• [Questions on the material]
A. In the fitness passage below, why does the author think they are the right person to write the book? Answer in one to three sentences.
B. Render this sentence from the fitness passage in Spanish: "A good fitness plan should support your life, not consume it."

• [Given passage]
It’s surprisingly easy to kill a plant by doing too much or too little. Overwater it? Dead. Ignore it completely? Also dead. The key is consistency. A reasonable amount of water, sunlight, and care over time keeps it alive and healthy. Humans are not that different.
Most people fail because they constantly swing between extremes. They go all in for two weeks, burn themselves out, disappear for a month, then repeat the cycle again. Fitness works much better when you stop chasing perfection and start building consistency.
Also, while we’re here, drink water consistently too.
Another major lesson from the book is that motivation is unreliable. I genuinely hate how motivation is treated like the answer to everything. Motivation is just another emotion. Some days you feel unstoppable. Other days you want to stay in bed and pretend your responsibilities don’t exist. That’s normal. The people who succeed long term are not the most motivated people. They’re the people who build systems, routines, and environments that continue functioning even when motivation disappears.
I also strongly believe fitness should fit your life, not the other way around.
Unless you are a professional athlete, there is no reason your entire identity needs to revolve around fitness. Most people try to force themselves into unrealistic routines they saw online, then feel like failures when they can’t maintain them. A good fitness plan should support your life, not consume it.
You also do not need to become a “fitness person” to improve your health. Somewhere along the way, people started believing that getting healthy meant becoming obsessed with macros, motivational quotes, and waking up at 4:30 in the morning to stare aggressively at kettlebells.
Relax.
You do not need to become an influencer to improve your quality of life. You just need to consistently make slightly better decisions over time. That philosophy is also why I believe I’m the right person to write this book. Not because I have all the answers or because I’ve built some perfect life, but because I’ve spent years coaching real people in real situations. I’ve worked with people who were intimidated by gyms, embarrassed to start, or convinced they had already failed too many times to try again.
Most people don’t need more shame or more intensity. They need realism, structure, support, and an environment where they feel comfortable enough to keep going. That mindset became the foundation of The Fusion House and the coaching philosophy behind everything I do.

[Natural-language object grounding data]
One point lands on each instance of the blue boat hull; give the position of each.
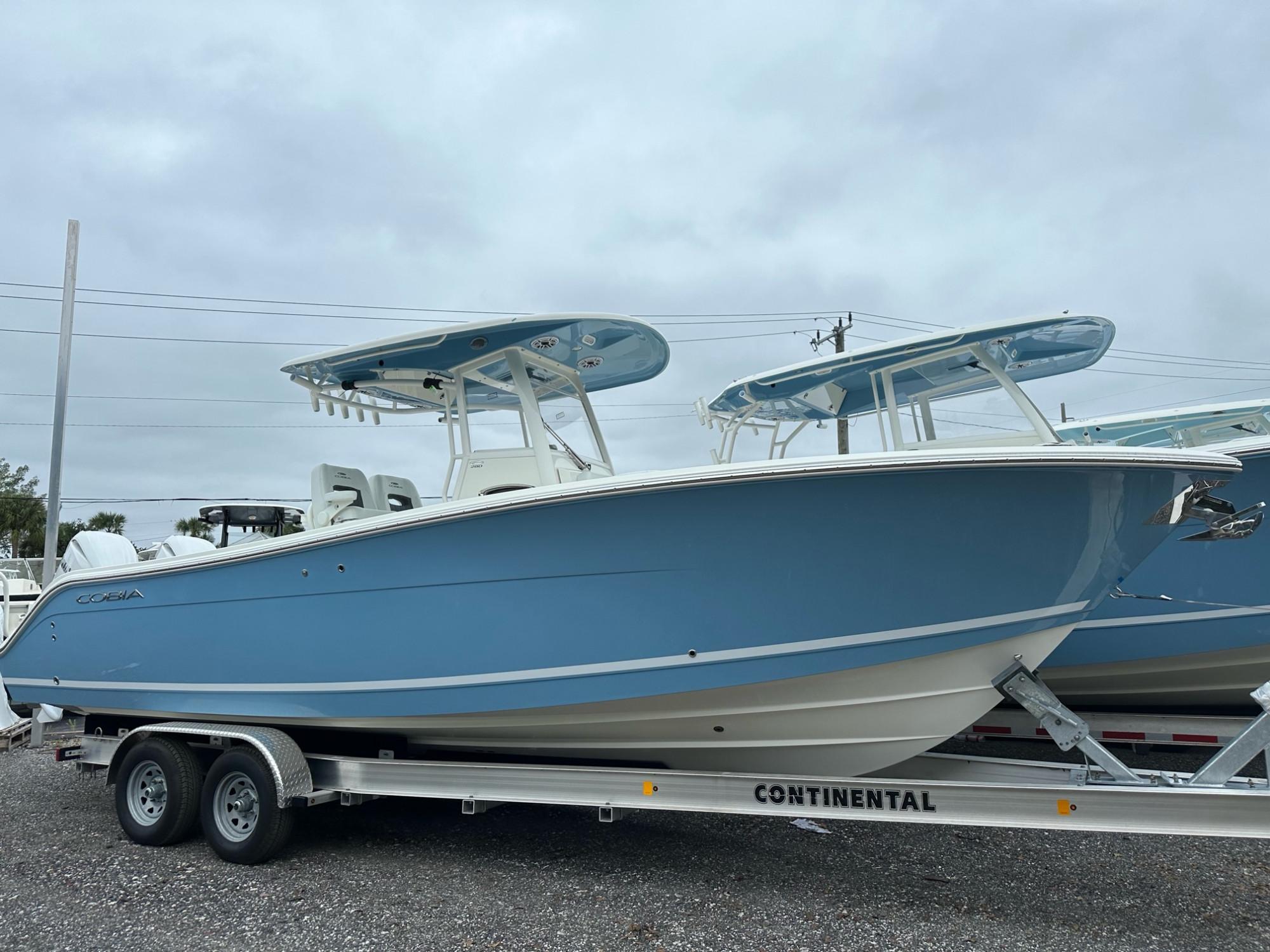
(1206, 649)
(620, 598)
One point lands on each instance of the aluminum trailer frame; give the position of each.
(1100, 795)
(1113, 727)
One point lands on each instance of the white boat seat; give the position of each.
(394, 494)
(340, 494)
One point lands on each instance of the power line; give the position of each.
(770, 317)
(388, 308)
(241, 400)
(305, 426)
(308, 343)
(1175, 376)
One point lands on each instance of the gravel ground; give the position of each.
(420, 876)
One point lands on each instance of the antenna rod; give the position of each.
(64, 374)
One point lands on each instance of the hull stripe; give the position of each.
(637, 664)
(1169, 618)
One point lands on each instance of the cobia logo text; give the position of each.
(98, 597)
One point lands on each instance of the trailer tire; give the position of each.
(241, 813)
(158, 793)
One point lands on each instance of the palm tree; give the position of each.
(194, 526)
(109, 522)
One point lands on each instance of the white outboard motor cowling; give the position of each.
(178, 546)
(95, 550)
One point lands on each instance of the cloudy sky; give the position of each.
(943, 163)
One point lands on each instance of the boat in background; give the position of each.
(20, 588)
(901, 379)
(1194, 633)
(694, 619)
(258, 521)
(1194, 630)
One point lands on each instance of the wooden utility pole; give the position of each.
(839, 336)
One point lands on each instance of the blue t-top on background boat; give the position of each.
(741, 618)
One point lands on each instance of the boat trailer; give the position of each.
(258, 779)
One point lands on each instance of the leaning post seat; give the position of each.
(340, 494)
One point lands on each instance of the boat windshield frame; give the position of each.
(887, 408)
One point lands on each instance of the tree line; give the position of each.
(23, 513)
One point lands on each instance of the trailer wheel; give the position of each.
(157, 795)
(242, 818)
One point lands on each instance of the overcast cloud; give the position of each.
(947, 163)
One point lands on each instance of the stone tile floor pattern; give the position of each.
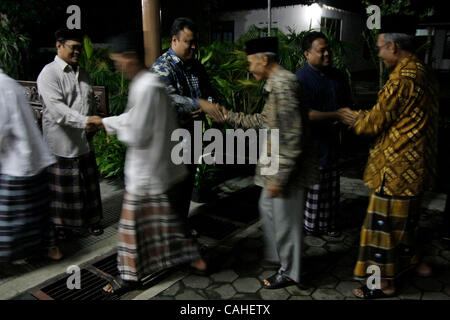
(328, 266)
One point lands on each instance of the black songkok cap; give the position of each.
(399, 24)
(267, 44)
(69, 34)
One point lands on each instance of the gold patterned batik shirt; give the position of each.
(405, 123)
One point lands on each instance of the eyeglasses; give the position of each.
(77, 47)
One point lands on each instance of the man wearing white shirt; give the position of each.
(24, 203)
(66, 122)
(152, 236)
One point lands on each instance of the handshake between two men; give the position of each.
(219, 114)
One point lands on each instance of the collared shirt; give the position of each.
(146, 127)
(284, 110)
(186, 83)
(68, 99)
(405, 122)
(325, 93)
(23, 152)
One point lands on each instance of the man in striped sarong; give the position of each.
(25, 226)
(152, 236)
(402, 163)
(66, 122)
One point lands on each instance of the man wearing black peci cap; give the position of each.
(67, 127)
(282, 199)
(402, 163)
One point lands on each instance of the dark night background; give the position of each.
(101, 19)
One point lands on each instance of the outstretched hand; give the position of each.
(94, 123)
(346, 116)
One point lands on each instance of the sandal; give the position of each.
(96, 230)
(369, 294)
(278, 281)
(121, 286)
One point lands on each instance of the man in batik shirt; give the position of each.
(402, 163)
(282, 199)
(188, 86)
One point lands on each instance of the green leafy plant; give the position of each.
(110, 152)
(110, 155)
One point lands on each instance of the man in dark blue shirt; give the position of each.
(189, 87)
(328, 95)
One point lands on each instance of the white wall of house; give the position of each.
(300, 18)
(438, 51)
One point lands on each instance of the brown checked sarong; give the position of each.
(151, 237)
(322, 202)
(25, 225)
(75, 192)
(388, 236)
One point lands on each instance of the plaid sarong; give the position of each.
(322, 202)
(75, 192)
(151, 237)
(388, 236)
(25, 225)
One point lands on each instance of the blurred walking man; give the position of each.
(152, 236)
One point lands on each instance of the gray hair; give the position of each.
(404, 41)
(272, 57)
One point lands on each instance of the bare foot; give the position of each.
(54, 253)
==
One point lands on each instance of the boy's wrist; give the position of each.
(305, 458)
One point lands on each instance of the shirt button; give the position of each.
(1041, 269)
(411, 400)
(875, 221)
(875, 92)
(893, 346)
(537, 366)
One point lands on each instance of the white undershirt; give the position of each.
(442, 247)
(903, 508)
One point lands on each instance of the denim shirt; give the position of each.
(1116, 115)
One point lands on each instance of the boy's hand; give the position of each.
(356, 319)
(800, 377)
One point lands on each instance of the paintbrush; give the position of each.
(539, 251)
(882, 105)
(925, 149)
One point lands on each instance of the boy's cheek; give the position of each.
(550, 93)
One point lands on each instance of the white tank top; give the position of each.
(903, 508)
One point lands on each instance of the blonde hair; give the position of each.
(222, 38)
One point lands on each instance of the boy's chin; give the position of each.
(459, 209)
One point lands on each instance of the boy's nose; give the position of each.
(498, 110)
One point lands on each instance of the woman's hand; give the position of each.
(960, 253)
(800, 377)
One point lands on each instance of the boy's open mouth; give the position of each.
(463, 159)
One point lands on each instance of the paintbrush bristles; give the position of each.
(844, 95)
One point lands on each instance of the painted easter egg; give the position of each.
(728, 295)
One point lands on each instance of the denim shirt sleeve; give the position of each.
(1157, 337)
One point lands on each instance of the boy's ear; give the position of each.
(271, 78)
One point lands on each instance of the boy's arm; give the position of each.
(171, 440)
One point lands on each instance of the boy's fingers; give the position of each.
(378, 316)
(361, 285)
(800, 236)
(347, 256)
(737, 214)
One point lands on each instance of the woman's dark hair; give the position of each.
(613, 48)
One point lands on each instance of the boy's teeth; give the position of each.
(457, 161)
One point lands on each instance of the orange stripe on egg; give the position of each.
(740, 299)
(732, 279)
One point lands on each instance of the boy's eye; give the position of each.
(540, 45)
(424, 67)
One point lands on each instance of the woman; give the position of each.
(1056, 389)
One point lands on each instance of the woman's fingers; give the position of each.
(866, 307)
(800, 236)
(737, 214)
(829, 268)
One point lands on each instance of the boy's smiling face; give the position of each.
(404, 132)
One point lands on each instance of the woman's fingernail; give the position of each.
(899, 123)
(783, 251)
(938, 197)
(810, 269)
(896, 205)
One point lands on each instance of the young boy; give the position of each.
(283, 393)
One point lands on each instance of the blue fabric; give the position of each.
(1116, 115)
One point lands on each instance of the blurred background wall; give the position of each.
--
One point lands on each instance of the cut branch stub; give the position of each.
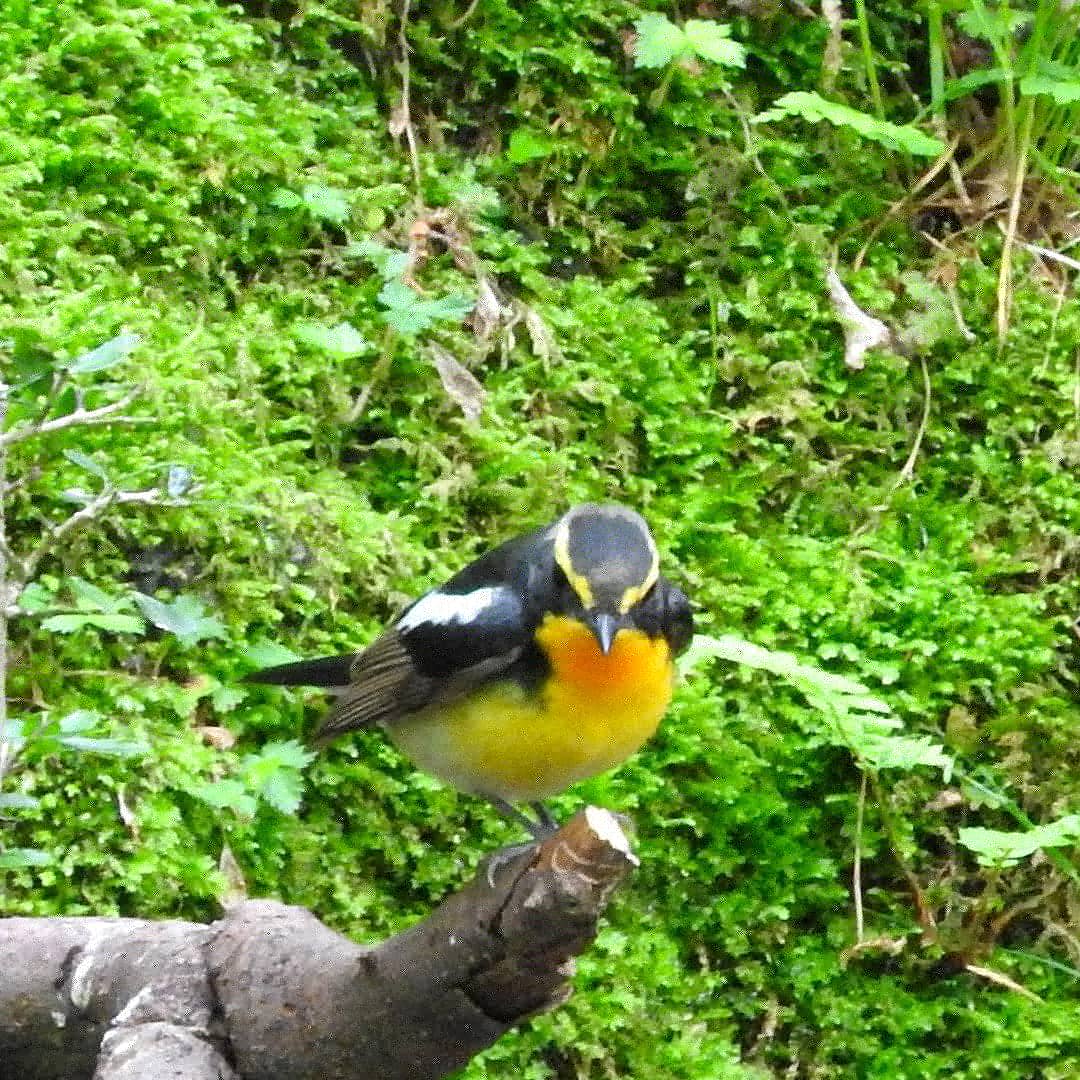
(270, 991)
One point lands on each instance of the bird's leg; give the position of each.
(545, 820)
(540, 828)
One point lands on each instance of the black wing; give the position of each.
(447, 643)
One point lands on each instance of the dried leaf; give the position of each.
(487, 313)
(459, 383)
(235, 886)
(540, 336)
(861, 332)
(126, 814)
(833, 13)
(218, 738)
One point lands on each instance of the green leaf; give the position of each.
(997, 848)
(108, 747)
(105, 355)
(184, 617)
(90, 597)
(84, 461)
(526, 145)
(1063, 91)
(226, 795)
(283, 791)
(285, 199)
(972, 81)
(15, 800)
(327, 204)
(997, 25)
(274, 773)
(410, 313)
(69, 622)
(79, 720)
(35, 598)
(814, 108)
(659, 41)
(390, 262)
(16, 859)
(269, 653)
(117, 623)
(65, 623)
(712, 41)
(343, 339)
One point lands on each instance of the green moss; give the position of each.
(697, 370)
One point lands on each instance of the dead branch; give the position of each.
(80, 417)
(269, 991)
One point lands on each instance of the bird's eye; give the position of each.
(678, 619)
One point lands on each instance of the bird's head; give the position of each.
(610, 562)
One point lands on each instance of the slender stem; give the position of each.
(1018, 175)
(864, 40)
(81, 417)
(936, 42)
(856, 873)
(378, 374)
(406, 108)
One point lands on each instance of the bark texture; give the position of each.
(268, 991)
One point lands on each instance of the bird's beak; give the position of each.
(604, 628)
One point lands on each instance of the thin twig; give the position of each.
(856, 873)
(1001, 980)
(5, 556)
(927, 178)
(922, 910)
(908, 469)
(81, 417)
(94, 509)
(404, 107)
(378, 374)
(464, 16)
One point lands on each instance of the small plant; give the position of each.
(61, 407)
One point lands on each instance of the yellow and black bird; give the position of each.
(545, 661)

• [Task-by-task solutions]
A. The author says it is not because they have all the answers or a perfect life. It is because they have spent years coaching real people in real situations, including people who were intimidated by gyms, embarrassed to start, or convinced they had already failed too many times to try again.

B. Un buen plan de ejercicio debería apoyar tu vida, no consumirla.